> Exercise data
_ _ _ _

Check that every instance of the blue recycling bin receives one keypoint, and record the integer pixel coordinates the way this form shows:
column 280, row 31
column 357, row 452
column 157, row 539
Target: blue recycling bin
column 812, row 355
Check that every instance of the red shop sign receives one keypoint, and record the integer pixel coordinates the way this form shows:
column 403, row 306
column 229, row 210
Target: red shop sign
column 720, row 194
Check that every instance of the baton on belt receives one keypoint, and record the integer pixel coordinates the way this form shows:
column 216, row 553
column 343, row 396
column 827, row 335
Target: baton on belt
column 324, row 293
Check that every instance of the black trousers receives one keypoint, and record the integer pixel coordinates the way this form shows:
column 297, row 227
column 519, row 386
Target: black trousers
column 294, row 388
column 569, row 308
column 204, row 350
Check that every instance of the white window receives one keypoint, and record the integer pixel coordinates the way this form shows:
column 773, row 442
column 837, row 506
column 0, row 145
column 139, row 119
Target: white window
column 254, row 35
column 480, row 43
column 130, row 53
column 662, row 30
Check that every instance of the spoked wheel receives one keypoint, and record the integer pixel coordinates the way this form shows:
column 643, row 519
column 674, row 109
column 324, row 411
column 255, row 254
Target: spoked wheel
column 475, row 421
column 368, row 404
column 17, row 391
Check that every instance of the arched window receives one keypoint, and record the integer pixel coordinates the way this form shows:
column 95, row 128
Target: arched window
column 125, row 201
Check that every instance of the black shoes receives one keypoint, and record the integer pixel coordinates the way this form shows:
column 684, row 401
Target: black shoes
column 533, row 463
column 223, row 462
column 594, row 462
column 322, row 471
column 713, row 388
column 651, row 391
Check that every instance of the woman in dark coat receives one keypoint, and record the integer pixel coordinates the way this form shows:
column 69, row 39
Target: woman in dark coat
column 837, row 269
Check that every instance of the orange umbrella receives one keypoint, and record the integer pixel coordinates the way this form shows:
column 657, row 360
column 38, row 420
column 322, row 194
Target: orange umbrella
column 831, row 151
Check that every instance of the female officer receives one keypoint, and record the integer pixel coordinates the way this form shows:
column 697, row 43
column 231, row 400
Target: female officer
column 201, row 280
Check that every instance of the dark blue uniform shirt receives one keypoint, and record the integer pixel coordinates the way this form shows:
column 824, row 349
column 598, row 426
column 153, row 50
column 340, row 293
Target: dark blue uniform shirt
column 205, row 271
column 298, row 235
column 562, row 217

_ _ _ _

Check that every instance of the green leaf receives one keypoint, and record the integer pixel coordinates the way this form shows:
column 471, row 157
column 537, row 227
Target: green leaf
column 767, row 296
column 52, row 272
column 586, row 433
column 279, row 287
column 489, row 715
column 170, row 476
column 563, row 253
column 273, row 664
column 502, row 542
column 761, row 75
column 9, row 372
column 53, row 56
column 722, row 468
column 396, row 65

_ _ _ _

> Work order
Write down exactly the span of lines above from the one containing "column 519, row 386" to the one containing "Check that every instance of the spoked", both ends included.

> Answer to the exercise
column 519, row 386
Target: black trousers
column 294, row 388
column 569, row 308
column 204, row 350
Check that every instance of the white window receives one keypoint, and record the integer pixel coordinates the way this form shows:
column 773, row 442
column 837, row 506
column 0, row 145
column 139, row 119
Target: white window
column 254, row 35
column 480, row 43
column 130, row 53
column 662, row 30
Check that every instance of the spoked wheel receives one keypoint, and record the integer pixel coordinates the way this form shows:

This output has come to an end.